Aplicando a leitura
A – Resuma o trecho do documento em duas frases.
B – De acordo com o trecho do documento, com o que os vendedores se muniam para convencer os médicos?

Trecho do documento
● ● ● ● ●

O pulo do gato do novo produto era ser uma pílula de oxicodona pura dotada de um dosador que liberava a substância aos poucos no organismo - uma forma de disfarçar o potencial viciante do remédio. A essa altura, Arthur Sackler, o fundador do laboratório, já tinha morrido, mas seus irmãos, Mortiner e Raymond, compraram a parte da filha, Elizabeth, e tocaram o projeto - projeto que a própria Elizabeth qualificou como "moralmente abominável".
A campanha de lançamento do OxyContin e as ações publicitárias que se seguiram tinham um propósito claro: quebrar a resistência dos médicos a receitar opioides, sabidamente viciantes. Mas os vendedores garantiam que o OxyContin era diferente. Sua liberação gradativa reduzia a quase nada o risco de dependência. Munidos de depoimentos e estudos supostamente científicos, os vendedores convenciam os médicos de que o comprimido era tão bom que podia ser receitado não apenas em casos de dores crônicas e tratamento pós-operatórios mas também em lesões esportivas, fibromialgia, artrite e até dores musculares.

● ● ● ● ●

Trecho dos dados
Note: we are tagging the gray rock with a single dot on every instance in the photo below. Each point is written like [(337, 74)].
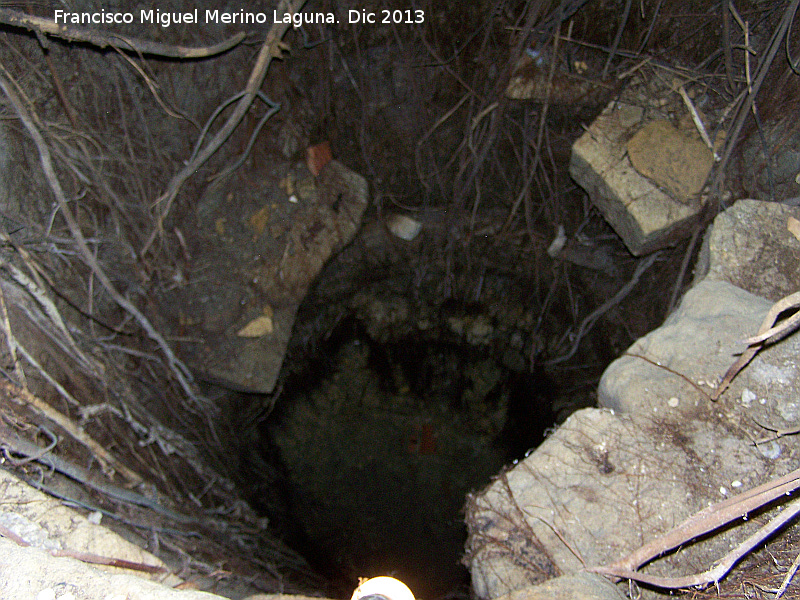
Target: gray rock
[(582, 586), (749, 246)]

● ● ● ● ●

Resultados
A – O OxyContin era uma pílula de oxicodona pura com um dosador que liberava a substância aos poucos, o que disfarçava o potencial viciante do remédio, e seu projeto foi conduzido pelos irmãos Mortiner e Raymond depois da morte de Arthur Sackler, fundador do laboratório. A campanha de lançamento visava quebrar a resistência dos médicos a receitar opioides, e os vendedores os convenciam de que o risco de dependência era quase nulo e de que o comprimido servia até para lesões esportivas, fibromialgia, artrite e dores musculares.

B – Com depoimentos e estudos supostamente científicos.